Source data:
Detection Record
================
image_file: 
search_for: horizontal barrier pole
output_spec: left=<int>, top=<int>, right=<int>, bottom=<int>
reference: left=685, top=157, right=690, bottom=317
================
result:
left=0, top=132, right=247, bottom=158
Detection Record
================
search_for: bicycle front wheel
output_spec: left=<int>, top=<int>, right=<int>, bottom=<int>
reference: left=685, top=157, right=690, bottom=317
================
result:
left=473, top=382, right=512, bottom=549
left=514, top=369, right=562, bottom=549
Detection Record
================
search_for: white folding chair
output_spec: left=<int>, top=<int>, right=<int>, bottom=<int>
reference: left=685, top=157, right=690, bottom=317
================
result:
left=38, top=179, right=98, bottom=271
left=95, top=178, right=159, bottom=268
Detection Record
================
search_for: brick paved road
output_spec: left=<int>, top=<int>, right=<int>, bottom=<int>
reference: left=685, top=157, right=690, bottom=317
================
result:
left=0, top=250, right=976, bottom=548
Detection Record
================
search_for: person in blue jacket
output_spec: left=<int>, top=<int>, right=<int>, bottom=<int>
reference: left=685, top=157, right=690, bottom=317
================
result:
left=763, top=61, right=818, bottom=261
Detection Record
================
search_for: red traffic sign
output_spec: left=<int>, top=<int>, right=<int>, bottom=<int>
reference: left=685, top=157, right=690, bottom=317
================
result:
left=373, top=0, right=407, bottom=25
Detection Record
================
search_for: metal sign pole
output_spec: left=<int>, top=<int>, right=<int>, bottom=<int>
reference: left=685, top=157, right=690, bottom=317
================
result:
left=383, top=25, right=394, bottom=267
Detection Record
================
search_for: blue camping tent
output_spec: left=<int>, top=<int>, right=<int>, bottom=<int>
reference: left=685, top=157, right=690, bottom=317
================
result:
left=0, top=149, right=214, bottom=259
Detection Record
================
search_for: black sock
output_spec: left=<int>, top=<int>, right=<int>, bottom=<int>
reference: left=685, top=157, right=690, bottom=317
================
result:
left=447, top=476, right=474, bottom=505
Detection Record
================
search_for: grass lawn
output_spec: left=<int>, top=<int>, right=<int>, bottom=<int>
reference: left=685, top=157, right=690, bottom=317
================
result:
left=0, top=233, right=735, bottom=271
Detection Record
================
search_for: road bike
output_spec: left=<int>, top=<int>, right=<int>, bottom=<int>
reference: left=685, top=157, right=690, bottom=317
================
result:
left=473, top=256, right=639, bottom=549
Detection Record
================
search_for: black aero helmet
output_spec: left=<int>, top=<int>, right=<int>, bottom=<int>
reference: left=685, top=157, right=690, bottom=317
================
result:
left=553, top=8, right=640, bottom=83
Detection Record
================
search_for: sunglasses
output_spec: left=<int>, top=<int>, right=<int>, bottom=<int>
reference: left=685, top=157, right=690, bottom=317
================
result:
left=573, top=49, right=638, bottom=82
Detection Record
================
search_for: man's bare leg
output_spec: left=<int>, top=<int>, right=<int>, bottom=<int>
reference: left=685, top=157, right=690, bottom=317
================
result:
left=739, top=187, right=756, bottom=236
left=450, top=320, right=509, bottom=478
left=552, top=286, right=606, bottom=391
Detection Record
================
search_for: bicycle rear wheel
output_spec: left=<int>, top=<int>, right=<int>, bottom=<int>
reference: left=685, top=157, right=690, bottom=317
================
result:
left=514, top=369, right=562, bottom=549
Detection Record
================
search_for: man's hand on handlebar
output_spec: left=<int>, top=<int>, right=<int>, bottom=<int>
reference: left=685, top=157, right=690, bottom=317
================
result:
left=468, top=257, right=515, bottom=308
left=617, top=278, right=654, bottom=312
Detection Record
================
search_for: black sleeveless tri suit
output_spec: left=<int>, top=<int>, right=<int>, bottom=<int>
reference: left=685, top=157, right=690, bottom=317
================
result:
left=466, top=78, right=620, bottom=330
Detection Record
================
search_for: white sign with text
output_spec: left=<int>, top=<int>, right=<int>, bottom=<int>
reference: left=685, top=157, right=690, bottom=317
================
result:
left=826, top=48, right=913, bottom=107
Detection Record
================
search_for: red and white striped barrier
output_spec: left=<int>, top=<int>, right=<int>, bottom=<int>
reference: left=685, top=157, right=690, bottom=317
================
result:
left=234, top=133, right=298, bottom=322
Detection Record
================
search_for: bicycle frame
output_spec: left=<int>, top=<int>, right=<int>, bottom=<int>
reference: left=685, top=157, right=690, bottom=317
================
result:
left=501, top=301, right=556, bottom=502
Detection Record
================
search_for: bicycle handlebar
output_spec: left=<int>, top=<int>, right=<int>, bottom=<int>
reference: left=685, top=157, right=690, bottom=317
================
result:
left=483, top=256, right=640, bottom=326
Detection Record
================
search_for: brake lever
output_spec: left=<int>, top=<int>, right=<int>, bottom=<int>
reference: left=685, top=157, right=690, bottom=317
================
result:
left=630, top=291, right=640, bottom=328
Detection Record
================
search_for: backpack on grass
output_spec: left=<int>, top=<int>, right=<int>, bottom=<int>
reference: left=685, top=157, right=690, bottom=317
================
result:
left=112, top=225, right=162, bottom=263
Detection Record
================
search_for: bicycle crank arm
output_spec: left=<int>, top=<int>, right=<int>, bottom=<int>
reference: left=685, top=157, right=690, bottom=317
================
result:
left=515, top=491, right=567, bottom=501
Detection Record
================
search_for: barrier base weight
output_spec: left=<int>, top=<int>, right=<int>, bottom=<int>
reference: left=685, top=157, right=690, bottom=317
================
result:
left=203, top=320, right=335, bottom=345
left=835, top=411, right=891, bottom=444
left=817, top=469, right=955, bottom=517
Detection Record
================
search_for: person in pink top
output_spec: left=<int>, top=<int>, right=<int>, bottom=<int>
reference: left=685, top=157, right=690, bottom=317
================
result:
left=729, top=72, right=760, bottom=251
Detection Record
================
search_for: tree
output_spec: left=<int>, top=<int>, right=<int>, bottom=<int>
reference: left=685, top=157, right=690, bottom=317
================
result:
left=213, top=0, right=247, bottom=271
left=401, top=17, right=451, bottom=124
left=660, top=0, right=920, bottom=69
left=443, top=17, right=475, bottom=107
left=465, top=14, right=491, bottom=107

Set task: Pull out each line of the records above that contains the string "person", and list those lines unchanged.

Response:
search_for: person in blue jacket
search_for: person in pink top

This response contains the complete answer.